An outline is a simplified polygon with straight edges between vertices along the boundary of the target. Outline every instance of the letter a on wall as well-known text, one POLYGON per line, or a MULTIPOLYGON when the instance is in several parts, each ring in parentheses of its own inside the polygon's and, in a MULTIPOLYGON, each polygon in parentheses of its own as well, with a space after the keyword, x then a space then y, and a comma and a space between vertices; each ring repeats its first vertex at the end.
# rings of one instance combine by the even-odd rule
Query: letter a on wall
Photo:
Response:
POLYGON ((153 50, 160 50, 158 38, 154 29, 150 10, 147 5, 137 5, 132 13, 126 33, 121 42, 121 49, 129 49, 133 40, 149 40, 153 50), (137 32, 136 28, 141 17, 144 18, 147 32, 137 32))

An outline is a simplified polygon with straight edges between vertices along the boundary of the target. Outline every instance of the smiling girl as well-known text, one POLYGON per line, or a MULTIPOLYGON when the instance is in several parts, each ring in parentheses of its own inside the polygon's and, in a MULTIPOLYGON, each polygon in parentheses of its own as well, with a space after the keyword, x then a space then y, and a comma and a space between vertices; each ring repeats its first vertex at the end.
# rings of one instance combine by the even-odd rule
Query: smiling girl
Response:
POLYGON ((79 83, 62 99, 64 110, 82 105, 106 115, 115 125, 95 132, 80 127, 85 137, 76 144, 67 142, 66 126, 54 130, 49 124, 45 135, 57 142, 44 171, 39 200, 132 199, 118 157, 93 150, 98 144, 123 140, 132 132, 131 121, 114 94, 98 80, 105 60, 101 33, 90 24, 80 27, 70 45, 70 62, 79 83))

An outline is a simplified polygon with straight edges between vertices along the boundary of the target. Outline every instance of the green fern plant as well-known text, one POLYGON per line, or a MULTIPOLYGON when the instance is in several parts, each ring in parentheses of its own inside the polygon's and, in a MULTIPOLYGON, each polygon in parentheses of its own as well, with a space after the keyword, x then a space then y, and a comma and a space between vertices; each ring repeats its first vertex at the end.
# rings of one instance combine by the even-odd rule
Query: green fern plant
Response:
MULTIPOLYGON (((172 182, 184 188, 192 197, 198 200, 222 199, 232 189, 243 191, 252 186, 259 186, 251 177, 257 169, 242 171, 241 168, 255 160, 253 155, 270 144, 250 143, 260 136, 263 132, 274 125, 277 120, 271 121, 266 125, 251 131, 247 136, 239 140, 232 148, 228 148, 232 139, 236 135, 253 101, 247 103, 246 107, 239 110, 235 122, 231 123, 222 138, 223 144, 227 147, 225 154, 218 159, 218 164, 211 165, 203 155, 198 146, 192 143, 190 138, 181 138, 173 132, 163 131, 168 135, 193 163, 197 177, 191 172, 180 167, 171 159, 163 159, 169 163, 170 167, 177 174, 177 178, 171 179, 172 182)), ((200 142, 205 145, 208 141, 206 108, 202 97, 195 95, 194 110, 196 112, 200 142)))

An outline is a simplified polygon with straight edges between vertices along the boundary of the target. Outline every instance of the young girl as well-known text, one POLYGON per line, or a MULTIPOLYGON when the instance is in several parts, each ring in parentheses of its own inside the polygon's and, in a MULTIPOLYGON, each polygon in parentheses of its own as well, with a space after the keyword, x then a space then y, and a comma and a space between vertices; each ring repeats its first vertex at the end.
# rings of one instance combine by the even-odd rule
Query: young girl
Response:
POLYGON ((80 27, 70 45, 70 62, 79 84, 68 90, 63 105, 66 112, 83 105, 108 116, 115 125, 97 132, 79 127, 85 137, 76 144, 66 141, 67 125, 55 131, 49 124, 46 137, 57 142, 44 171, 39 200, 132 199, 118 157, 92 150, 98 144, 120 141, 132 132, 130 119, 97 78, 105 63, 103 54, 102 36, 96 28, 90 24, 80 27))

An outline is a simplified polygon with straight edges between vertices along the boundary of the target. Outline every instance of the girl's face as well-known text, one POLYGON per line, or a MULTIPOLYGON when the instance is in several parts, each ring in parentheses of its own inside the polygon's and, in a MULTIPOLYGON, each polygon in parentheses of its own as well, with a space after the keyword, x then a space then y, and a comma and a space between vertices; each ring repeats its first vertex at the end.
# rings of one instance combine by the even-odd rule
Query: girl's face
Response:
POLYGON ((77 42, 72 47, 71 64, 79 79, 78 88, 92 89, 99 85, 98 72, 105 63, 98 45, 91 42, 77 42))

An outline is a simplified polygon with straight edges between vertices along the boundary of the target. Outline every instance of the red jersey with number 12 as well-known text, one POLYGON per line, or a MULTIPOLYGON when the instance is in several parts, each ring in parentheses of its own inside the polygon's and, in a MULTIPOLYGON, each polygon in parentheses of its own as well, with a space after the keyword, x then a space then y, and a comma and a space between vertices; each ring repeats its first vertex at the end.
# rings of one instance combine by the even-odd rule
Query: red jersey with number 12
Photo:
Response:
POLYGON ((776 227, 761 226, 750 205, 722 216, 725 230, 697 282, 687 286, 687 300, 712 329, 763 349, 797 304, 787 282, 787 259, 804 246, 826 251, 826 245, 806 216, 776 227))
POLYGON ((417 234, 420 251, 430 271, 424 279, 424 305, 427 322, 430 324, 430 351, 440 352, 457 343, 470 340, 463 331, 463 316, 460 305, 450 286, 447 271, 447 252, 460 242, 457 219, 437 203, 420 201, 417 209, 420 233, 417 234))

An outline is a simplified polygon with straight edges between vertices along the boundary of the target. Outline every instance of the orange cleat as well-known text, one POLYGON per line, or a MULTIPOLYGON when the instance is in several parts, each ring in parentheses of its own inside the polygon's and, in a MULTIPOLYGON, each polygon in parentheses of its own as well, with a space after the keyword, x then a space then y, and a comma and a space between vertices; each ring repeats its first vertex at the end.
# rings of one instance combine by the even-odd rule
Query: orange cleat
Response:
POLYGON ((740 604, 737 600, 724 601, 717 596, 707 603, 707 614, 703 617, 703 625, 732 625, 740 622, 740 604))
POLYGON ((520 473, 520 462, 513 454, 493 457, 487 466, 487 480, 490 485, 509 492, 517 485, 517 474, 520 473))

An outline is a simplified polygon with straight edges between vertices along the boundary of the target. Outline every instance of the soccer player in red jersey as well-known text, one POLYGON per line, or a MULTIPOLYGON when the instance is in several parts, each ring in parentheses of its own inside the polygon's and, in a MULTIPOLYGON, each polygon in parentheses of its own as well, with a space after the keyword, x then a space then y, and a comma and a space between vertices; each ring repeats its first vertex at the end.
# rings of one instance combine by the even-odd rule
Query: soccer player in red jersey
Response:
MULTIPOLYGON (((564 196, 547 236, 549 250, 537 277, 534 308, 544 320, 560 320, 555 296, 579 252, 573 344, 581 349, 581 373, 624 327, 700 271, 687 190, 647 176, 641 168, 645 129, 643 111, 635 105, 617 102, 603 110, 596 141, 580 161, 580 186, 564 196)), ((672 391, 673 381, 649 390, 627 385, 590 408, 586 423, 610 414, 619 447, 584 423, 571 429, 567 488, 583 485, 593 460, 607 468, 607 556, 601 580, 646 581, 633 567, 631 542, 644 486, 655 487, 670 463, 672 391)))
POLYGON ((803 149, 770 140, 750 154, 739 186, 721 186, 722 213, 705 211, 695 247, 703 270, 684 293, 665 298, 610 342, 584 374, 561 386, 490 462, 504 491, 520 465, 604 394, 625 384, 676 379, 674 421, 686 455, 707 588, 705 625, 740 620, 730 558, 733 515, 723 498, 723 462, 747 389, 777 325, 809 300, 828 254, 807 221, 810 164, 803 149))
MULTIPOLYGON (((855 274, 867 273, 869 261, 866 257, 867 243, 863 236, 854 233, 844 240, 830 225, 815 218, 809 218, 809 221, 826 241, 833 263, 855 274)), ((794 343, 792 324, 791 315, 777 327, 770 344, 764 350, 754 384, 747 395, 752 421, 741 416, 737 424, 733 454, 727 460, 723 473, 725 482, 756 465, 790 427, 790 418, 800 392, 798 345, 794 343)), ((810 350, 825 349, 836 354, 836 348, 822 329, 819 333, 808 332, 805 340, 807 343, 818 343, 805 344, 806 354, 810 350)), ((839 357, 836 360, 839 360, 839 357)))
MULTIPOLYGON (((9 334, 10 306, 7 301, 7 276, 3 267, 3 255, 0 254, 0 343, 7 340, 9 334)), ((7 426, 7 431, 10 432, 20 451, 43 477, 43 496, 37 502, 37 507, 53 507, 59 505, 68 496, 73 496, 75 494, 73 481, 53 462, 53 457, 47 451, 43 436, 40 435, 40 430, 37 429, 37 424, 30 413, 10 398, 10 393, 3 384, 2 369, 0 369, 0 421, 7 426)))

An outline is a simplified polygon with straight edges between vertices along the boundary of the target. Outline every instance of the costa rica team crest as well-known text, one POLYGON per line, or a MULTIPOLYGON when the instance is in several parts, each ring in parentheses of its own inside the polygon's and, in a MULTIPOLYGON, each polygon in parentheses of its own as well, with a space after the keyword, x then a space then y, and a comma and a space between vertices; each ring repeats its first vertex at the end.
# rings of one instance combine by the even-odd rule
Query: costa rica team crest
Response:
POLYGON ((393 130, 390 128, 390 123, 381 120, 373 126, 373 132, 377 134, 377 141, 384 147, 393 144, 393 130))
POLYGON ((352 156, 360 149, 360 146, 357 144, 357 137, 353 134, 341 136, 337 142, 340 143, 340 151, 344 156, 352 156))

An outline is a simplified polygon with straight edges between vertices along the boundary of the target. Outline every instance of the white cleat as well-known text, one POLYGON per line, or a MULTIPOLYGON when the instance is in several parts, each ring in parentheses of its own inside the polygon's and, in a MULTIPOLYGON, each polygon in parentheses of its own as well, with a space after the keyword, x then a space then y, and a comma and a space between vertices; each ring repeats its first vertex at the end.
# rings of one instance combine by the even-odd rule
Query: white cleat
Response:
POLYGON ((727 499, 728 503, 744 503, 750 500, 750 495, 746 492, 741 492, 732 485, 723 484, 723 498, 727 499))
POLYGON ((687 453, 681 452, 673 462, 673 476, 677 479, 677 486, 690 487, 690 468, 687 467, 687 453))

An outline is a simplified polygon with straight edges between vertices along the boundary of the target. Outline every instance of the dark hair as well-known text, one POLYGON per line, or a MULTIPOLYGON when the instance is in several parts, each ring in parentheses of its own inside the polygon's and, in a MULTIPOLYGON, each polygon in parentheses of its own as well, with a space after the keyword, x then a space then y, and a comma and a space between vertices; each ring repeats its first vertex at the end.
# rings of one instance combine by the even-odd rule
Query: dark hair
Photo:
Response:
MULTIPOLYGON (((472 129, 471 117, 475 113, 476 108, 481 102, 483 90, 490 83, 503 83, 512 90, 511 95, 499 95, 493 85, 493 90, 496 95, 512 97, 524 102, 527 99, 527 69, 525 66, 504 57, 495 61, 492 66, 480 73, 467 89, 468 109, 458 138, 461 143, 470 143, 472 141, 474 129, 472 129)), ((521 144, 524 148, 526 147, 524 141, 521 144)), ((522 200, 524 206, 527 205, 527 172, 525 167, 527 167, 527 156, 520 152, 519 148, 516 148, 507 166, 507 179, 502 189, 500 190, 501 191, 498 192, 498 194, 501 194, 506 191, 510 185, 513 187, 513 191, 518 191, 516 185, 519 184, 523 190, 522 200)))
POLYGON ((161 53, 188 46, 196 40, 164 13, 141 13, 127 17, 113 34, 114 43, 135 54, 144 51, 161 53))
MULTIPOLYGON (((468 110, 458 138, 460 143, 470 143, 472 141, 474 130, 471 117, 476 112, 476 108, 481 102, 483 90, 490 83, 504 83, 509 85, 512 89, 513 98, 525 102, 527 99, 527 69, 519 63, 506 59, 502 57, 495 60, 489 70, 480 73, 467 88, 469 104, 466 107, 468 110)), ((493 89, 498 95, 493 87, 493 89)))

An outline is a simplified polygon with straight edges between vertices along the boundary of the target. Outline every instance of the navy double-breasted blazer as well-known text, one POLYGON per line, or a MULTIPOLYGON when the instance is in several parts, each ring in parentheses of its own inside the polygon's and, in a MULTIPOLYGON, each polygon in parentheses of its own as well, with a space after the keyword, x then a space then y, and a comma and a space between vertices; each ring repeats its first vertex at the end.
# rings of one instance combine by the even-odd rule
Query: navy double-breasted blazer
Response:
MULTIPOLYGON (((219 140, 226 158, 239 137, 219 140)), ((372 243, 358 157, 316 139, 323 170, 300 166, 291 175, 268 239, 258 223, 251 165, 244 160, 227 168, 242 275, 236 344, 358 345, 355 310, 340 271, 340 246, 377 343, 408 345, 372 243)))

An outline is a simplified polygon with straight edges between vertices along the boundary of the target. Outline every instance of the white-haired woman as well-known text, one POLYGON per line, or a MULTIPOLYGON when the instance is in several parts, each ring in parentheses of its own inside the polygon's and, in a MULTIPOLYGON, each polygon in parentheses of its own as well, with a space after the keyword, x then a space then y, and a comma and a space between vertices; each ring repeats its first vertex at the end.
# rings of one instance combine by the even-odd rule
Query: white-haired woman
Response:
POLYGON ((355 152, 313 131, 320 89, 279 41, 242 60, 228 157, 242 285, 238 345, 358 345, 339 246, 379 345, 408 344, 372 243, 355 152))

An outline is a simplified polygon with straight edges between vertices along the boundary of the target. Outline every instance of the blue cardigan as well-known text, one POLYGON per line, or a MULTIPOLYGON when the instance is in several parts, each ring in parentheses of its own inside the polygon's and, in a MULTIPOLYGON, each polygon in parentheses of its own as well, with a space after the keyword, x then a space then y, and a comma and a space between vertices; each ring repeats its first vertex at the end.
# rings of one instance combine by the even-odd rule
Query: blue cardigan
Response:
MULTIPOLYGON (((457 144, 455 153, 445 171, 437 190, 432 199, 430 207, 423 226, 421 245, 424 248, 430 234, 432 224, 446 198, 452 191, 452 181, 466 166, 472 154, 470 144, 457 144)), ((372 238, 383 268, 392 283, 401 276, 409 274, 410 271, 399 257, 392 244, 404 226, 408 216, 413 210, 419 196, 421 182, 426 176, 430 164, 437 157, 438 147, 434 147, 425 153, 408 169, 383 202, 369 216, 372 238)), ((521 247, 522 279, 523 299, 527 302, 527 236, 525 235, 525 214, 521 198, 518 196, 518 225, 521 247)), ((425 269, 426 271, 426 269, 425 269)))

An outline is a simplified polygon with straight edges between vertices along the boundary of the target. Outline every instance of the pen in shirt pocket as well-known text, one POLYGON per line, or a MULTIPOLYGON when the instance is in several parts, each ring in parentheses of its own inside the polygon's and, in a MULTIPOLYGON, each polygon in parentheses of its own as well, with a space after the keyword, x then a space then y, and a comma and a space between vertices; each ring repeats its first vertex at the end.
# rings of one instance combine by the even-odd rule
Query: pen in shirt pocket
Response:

* **Your goal**
Put everything in the entries above from the line containing "of the smiling" down to the line containing "POLYGON ((79 83, 62" into a numbered list, leaving out any blank lines.

* **Expected answer**
1. An outline is a simplified polygon with straight edges between vertices along the boundary of the target. Outline every instance of the smiling girl as well-known text, one POLYGON per line, or a MULTIPOLYGON when the instance is in several parts, each ring in parentheses of its own inside the polygon's and, in a MULTIPOLYGON, each polygon in parentheses of its own as well, with a space after the keyword, x then a space then y, and a comma and a space between vertices; each ring repeats its first vertex at the end.
2. # rings of one instance combine by the even-odd rule
3. Query: smiling girl
4. Response:
5. POLYGON ((79 83, 62 99, 64 110, 82 105, 106 115, 115 125, 95 132, 80 127, 85 137, 76 144, 67 142, 66 126, 54 130, 49 124, 45 135, 57 142, 44 171, 39 200, 132 199, 118 157, 93 150, 98 144, 123 140, 132 132, 131 121, 114 94, 98 80, 105 60, 101 33, 90 24, 80 27, 70 45, 70 62, 79 83))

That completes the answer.